**TAREFA 1**
Reúna todas as linhas da listagem em que aparece a palavra "dark".

**FONTE**
........
Ainda sobre o Fla x Flu (por Paulo-Roberto Andel)

Racionalizando todo o processo, aí está uma parada bem difícil para o Tricolor. Em qualquer decisão, a diferença de dois gols é significativa. Contudo, só até a bola rolar; depois disso, o favoritismo precisa ser comprovado em campo. E se os fatos atuais comprometem a esperança, como a possível escalação do Flu, a história está recheada de superações tricolores que beiram o inacreditável – mesmo!
........
**TRECHOS DA LISTAGEM**
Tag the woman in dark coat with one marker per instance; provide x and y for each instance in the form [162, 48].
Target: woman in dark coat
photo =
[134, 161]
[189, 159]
........
**TAREFA 2**
Transcreva literalmente, do texto sobre o Fla x Flu, tudo o que vai de "Racionalizando todo o" até "inacreditável – mesmo!".

**RESPOSTA COMPLETA 1**
Tag the woman in dark coat with one marker per instance; provide x and y for each instance in the form [162, 48].
Target: woman in dark coat

**RESPOSTA COMPLETA 2**
Racionalizando todo o processo, aí está uma parada bem difícil para o Tricolor. Em qualquer decisão, a diferença de dois gols é significativa. Contudo, só até a bola rolar; depois disso, o favoritismo precisa ser comprovado em campo. E se os fatos atuais comprometem a esperança, como a possível escalação do Flu, a história está recheada de superações tricolores que beiram o inacreditável – mesmo!